Excerpt from a dataset:
-*-*-

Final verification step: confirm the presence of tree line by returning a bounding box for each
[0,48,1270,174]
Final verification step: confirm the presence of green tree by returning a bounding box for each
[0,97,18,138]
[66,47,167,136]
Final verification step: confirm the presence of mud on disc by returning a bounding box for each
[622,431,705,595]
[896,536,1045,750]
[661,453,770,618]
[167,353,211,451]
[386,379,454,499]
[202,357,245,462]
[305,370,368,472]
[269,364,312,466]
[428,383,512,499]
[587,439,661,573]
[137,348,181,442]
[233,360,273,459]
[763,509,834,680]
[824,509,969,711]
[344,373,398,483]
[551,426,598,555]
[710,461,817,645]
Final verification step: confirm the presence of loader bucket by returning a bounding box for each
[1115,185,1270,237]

-*-*-

● Set problem:
Render every line of the listing above as a JSON array of strings, with one string per line and any blank lines omitted.

● Complete output:
[
  "Final verification step: confirm the presence of tree line by returning a bounding box for each",
  "[0,48,1270,174]",
  "Final verification step: confirm the presence of green tree by returning a bounding box for each",
  "[0,97,18,138]",
  "[66,47,167,136]",
  "Final verification step: confirm the presence of mud on disc by returning a bounding box for each",
  "[622,431,705,595]",
  "[896,536,1045,750]",
  "[661,453,770,618]",
  "[167,353,211,451]",
  "[386,379,454,499]",
  "[202,357,245,462]",
  "[305,370,368,472]",
  "[269,364,312,466]",
  "[428,383,512,499]",
  "[587,439,661,573]",
  "[137,348,181,442]",
  "[233,360,273,459]",
  "[763,509,834,680]",
  "[824,509,969,711]",
  "[344,373,398,483]",
  "[551,426,598,555]",
  "[710,461,817,645]",
  "Final verification step: confirm the presence of loader bucket by returning a bounding box for each",
  "[1115,185,1270,237]"
]